## ISTRUZIONI:
(a) Traduci in inglese questa frase della sentenza della Cassazione: «In tale caso, invero, si è in presenza di una forzatura dei limiti dell’autorizzazione concessa dal titolare del domicilio informatico da parte del soggetto autorizzato ad accedervi.»
(b) Restituisci, dalla sentenza della Cassazione, il passo che comincia con "Commette il reato" e prosegue fino a "autorizzato ad accedervi.", senza alcuna modifica.

*** ESTRATTO DELLA PAGINA

Commette il reato di accesso abusivo a sistema informatico colui il quale, pur avendo ricevuto legittimamente la password, accede nella pagina Facebook della propria moglie al fine di ottenere un risultato in contrasto con la volontà del titolare. In tale caso, invero, si è in presenza di una forzatura dei limiti dell’autorizzazione concessa dal titolare del domicilio informatico da parte del soggetto autorizzato ad accedervi.
(Cass. Sezione V Penale, 2 ottobre 2018 – 22 gennaio 2019, n. 2905)

REPUBBLICA ITALIANA
IN NOME DEL POPOLO ITALIANO
LA CORTE SUPREMA DI CASSAZIONE
SEZIONE QUINTA PENALE

Composta dagli Ill.mi Sigg.ri Magistrati:
Dott. FUMO Maurizio – Presidente –
Dott. MORELLI Francesca – Consigliere –
Dott. SETTEMBRE Antonio – Consigliere –
Dott. SCORDAMAGLIA Irene – Consigliere –
Dott. BORRELLI Paola – rel. Consigliere –
ha pronunciato la seguente:

SENTENZA

sul ricorso proposto da:
OMISSIS;
avverso la sentenza del 13/09/2017 della CORTE APPELLO di PALERMO;
visti gli atti, il provvedimento impugnato e il ricorso;
udita la relazione svolta dal Consigliere PAOLA BORRELLI;
udito il Pubblico Ministero, in persona del Sostituto Procuratore generale Dott. CESQUI Elisabetta, che ha concluso chiedendo dichiararsi l’inammissibilità del ricorso e la condanna del ricorrente al pagamento della somma di 1.000 Euro a favore della Cassa delle ammende;
udito il difensore per la parte civile, che ha depositato conclusioni scritte e nota spese.

******
*** DATI FORNITI

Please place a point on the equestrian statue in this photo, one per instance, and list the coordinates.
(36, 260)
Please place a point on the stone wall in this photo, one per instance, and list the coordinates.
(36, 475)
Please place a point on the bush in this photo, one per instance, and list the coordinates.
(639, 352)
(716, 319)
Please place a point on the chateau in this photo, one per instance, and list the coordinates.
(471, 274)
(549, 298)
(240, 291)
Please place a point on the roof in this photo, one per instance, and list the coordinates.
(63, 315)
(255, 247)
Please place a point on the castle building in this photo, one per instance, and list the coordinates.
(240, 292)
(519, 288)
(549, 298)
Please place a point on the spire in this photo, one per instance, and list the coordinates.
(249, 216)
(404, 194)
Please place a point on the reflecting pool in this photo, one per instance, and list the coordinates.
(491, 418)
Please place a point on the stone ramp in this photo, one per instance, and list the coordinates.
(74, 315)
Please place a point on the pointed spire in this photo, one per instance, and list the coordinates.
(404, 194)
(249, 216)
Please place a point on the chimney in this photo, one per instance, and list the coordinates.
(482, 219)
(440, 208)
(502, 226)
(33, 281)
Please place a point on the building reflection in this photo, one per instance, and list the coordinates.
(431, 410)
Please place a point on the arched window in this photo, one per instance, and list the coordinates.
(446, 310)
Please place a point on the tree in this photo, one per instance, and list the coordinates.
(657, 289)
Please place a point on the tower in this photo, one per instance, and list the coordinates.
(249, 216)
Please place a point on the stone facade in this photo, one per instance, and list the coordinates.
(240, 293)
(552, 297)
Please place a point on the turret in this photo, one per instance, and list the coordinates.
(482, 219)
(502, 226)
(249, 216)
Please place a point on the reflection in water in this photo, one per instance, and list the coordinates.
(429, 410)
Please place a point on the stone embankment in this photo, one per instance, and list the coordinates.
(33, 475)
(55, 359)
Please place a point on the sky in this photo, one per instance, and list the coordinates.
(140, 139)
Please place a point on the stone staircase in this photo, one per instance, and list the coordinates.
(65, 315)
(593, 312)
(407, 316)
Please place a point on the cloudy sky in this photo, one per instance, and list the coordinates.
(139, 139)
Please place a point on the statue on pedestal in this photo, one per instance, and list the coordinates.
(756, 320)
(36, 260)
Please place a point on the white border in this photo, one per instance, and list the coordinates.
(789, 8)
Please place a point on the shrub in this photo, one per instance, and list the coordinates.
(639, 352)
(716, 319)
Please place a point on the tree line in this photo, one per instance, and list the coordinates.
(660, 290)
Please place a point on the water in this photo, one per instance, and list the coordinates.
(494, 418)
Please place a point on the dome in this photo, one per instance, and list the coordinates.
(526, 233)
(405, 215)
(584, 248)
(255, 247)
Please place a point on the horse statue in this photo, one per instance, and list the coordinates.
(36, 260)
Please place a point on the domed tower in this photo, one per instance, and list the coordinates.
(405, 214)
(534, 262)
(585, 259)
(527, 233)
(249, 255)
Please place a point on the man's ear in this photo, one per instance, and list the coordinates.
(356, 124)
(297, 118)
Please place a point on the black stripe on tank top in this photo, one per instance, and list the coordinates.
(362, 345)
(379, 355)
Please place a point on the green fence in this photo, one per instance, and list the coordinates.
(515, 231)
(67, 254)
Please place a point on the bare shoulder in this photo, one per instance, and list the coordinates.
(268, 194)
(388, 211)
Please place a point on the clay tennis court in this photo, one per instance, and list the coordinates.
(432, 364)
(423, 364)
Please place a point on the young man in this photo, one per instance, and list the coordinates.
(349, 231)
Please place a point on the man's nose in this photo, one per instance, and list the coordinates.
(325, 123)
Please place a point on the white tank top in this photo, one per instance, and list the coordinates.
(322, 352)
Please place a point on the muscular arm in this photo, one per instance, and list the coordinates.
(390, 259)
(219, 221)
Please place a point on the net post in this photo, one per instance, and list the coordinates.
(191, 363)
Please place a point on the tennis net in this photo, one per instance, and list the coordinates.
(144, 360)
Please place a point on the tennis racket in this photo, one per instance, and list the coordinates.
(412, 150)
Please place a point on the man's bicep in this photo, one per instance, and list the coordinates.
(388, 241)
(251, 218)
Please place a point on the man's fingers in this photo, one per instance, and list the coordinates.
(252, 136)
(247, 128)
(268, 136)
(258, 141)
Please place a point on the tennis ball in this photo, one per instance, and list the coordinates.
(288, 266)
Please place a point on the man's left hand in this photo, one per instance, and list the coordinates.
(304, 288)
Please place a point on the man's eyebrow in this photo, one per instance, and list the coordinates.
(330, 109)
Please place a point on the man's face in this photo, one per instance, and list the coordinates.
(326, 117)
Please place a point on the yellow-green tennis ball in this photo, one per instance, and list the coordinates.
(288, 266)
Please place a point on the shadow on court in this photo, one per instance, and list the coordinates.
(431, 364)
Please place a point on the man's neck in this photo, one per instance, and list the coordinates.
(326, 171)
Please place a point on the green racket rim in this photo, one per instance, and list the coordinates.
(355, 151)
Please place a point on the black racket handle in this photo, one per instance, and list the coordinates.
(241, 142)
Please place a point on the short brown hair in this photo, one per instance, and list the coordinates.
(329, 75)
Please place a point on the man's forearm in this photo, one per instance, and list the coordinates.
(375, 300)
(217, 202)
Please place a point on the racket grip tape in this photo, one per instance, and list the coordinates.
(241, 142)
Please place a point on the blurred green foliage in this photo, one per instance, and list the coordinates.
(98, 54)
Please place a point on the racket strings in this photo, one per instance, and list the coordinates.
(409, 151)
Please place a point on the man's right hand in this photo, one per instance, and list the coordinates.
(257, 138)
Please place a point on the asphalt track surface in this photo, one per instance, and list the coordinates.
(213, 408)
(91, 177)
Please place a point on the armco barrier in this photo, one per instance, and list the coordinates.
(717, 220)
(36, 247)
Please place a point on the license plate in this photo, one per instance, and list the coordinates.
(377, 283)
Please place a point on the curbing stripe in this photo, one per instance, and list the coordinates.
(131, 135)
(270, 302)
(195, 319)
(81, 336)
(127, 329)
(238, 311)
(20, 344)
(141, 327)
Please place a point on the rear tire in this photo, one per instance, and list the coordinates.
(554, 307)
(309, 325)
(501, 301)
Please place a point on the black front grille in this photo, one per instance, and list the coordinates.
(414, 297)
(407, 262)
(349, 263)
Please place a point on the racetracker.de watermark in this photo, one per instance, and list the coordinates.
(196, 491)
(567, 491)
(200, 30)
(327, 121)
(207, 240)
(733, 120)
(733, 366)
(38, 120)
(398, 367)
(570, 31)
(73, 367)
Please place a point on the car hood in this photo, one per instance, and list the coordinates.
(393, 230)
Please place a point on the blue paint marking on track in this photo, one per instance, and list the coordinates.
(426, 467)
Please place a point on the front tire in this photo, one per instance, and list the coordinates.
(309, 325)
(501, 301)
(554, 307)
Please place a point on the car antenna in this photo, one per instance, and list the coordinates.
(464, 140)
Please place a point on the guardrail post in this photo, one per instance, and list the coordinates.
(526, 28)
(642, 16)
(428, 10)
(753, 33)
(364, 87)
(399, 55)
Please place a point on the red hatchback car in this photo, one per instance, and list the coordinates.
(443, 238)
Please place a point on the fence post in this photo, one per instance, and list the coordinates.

******

## RISULTATI PER COMPITO:
(a) In such a case, indeed, the person authorized to access the computer domain forces the limits of the authorization granted by the holder of that domain.

(b)
Commette il reato di accesso abusivo a sistema informatico colui il quale, pur avendo ricevuto legittimamente la password, accede nella pagina Facebook della propria moglie al fine di ottenere un risultato in contrasto con la volontà del titolare. In tale caso, invero, si è in presenza di una forzatura dei limiti dell’autorizzazione concessa dal titolare del domicilio informatico da parte del soggetto autorizzato ad accedervi.